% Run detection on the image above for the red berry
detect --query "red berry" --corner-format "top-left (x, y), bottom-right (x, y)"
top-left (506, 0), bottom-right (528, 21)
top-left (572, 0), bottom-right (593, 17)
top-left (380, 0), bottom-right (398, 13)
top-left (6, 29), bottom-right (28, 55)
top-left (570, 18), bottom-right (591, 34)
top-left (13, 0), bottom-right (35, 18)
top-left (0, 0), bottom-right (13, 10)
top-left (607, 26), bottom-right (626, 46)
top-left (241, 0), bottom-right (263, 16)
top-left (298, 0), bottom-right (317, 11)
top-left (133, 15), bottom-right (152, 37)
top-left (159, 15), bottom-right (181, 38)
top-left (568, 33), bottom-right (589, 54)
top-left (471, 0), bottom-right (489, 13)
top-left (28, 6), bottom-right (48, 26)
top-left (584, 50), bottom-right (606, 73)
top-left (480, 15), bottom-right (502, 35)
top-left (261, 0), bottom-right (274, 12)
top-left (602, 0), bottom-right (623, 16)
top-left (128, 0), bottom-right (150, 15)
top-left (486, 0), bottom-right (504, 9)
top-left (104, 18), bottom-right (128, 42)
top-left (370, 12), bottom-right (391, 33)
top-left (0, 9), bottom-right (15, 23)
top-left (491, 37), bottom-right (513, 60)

[What you are asked to do] Can you write out the items above again, swapping every "red berry" for "ripe cherry" and leaving all else unchanged?

[The response]
% Run detection on the image above for the ripe cherry
detect --query "ripe cherry" --corner-format "top-left (x, y), bottom-right (x, y)"
top-left (506, 0), bottom-right (528, 21)
top-left (572, 0), bottom-right (593, 17)
top-left (380, 0), bottom-right (398, 13)
top-left (6, 29), bottom-right (28, 55)
top-left (570, 18), bottom-right (591, 34)
top-left (13, 0), bottom-right (35, 18)
top-left (0, 0), bottom-right (13, 10)
top-left (607, 26), bottom-right (626, 46)
top-left (241, 0), bottom-right (263, 16)
top-left (298, 0), bottom-right (317, 11)
top-left (133, 15), bottom-right (152, 37)
top-left (159, 15), bottom-right (181, 38)
top-left (568, 33), bottom-right (589, 54)
top-left (471, 0), bottom-right (489, 13)
top-left (28, 6), bottom-right (48, 26)
top-left (584, 50), bottom-right (606, 73)
top-left (480, 15), bottom-right (502, 35)
top-left (261, 0), bottom-right (274, 12)
top-left (602, 0), bottom-right (623, 16)
top-left (128, 0), bottom-right (150, 15)
top-left (486, 0), bottom-right (504, 9)
top-left (104, 18), bottom-right (128, 42)
top-left (370, 12), bottom-right (391, 33)
top-left (0, 9), bottom-right (15, 23)
top-left (491, 37), bottom-right (513, 60)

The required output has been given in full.